Excerpted passage>
- - - - -

Global warming is the lung cancer to our planet, caused by the inhalation (well actually, exhalation) of greenhouse gasses. That is a scientifically-proven fact, and even Ebell openly accepts the fact that the planet is warming due to the anthropogenic release of greenhouse gasses. So instead, he diverts our attention to reasoning that seems logical on the surface–perhaps this warming won’t cause more devastating weather events, and maybe a few degrees isn’t enough to cause melting and mass flooding of land. It is much more difficult to see a correlation between the warming of our planet and these drastic scenarios, just as it is difficult to see the correlation between smoking a few cigarettes and the lung cancer that may come years later.

Because of these efforts, the climate change counter-movement has been quite successful in delaying significant action against global warming. This is amplified because the movement for climate change is focusing on research and remedies for current environmental problems, while the movement against focuses on media publications, and commercials promoting coal and natural gas, like Peabody Coal’s 2014 campaign called “Advanced Energy for Life,” which claimed global energy poverty to be the “World's Number One Human and Environmental Crisis,” and the way to solve the problem is increasing coal production. There are endless well-funded focus groups, think tanks, and corporations crafting ways trying to manipulate public opinion, getting money from big-budget coal and natural gas corporations, being pitted against grassroots, non-profit organizations like the Sierra Club. A lopsided battle is exactly what big corporate polluters want so they can keep their businesses profitable.

It took us decades to realize that Big Tobacco has been manipulating public opinion and legislative action for the sake of profits. In the case of climate change, however, there is more at stake. We are at a tipping point: facing worldwide flooding, more intense heat waves and volatile weather patterns, and we are quickly running out of time to hide our heads in the sand.

However, there are reasons to think we are headed in the right direction. In the past election cycle, Florida proposed Amendment 1. On the surface, the language of the amendment seemed to be pro-solar and straightforward - it claimed to allow more homes to install solar panels, and give solar companies an opportunity to take a larger market share of providing electricity. But a policy director at the James Madison Institute in Tallahassee revealed that Amendment 1 is really “an incredibly savvy maneuver” that “would completely negate anything they (pro-solar interests) would try to do either legislatively or constitutionally down the road” by actually restricting the expansion of solar and perhaps even reducing solar subsidies. Because of this, and media coverage about the misdirection, people recognized the misleading nature of the amendment and overwhelmingly voted against it.

Amendment 1 is a microcosm for the entire climate change counter-movement, and what must be done to stop it. Just as the amendment was posed to harm the environment by reducing the capacity of renewable energy in Florida, Myron Ebell and Scott Pruitt are posed to set back progress made on climate policy. But just as heavy advertising by big utility companies such as Florida Power and Light (who generate electricity from mainly coal) to promote the solar amendment backfired by making people realize that electricity from solar is both available and easily attained in Florida, Ebell’s and Pruitt’s current positions could have the same backfiring effect on climate deniers. If those who care about climate change can expose their arguments and undermine the legitimacy of their claim against climate change (or lack thereof), we can do a greater good than just repealing a poorly worded solar amendment; we can repeal the entire climate change counter-movement for the fraud that it is. 

Matthew Treiber is a Trinity freshman.

- - - - -

Requirement>
Repeat the part of the essay on climate change that starts at "It took us decades" and ends at "in the sand.". None of the material has anything to do with the essay on climate change.

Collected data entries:
- - - - -

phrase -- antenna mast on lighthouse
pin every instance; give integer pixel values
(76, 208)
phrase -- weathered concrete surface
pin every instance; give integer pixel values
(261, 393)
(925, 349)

- - - - -

Answer section>
It took us decades to realize that Big Tobacco has been manipulating public opinion and legislative action for the sake of profits. In the case of climate change, however, there is more at stake. We are at a tipping point: facing worldwide flooding, more intense heat waves and volatile weather patterns, and we are quickly running out of time to hide our heads in the sand.